QUOTED TEXT =>
::::::

This uncertainty as to the respective powers of the President and the Senate can hardly be removed until the subject of dismissal from office is regulated by an amendment to the constitution.

3. The constitution vests the President with the duty of receiving ambassadors and other public ministers.2 This duty contains very important powers. In discharging it, the President may refuse to receive an ambassador or public minister from a particular state, or from a particular organization claiming to be an independent state; or he may refuse to receive a particular person as ambassador from a state whose independence has been already universally recognized; or he may dismiss or demand the recall of any ambassador or public minister. Furthermore, in discharge of this duty, the President may recognize, in first instance, the independence of a foreign state.

A part of this duty is, therefore, merely ceremonial; another part contains powers which, though discretionary, are not dangerous; while a third part contains powers which may be so exercised as to produce most momentous results. For example, the dismissal of an ambassador or public minister upon grounds personal to himself will not estrange states; but his dismissal for political reasons is a hostile act; and the recognition of the independence of a political organization, which is in rebellion against a legitimate government,

1 This is the testimony, at any rate, of Judge Luke P. Poland, of Vermont, who drew the complaint against General Lorenzo Thomas for threatening to dispossess Secretary Stanton of the War Office without the consent of the Senate to President Johnson's dismissal of Stanton; which was the principle provided against in these acts. According to Judge Poland's story, General Thomas's counsel resolved not to procure bail for their client, hoping that the judge before whom he was brought, Judge Cartter of the District Court, would commit him to prison. Had the judge done so, this would have furnished the opportunity for testing the constitutionality of these acts before the courts. Judge Cartter, however, a friend of the acts, understood the plan and foiled the same by declining to make an order for bail. The prosecution was dropped, and the case failed to reach the court. Letter of Judge Luke P. Poland to the Omaha Republican, under date of March 26th, 1887. 2 United States Constitution, Art. II, sec. 3.

is a far different thing from recognizing a new state not formed through the process of rebellion and revolution.

The Senate has a certain check upon some of these powers of the President, in that the Senate may refuse to make treaties with, or send diplomatic agents to, states whose independence it does not recognize. And the Congress may refuse to create diplomatic posts in such states or vote salaries for their endowment.

::::::

PROVIDED MATERIAL =>
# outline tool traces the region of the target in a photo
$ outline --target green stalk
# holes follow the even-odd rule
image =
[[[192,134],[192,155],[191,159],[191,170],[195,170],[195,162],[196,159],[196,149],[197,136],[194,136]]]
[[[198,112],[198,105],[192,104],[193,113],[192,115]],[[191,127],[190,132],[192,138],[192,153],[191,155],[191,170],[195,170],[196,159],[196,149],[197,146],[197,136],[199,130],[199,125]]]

::::::

OBJECTIVES =>
1. In the passage on the President's powers, what duty does the constitution vest in the President under point 3?
2. Write a continuation of the passage on the President's powers, picking up right after its final sentence.

TASK ANSWERS =>
1. The duty of receiving ambassadors and other public ministers.

2.
As against the commonwealths, however, these powers of the President are exclusive. The commonwealths cannot send diplomatic agents to states, nor receive such agents from foreign states; at least they cannot do so without the consent of the Congress, given by way of a regular statute.

II. The Powers of the President in Legislation.

I. The constitution vests in the President the power to call together the Congress, or either house thereof, in extraordinary session. It also vests in him the power to adjourn them to such time as he shall think proper, in case they themselves cannot agree upon a time of adjournment.

2. It imposes upon him the duty of giving to Congress information of the state of the Union and of recommending to Congress such measures as he shall judge necessary and expedient.

3. It vests in him the power to veto every bill, order, resolution or vote, to which the concurrence of the two legislative chambers shall be necessary, except a vote to adjourn.

The constitution does not manifest any timidity about allowing the President to call one house without the other to extraordinary session. The prime object of this provision is, of course, to allow the President to summon the Senate as an executive council, to aid him in treating with foreign powers and in appointing officials. He may, however, call the House without the Senate, and either body, when so called, may undertake legislative business, in the absence of the other, so far as any constitutional limitations are concerned.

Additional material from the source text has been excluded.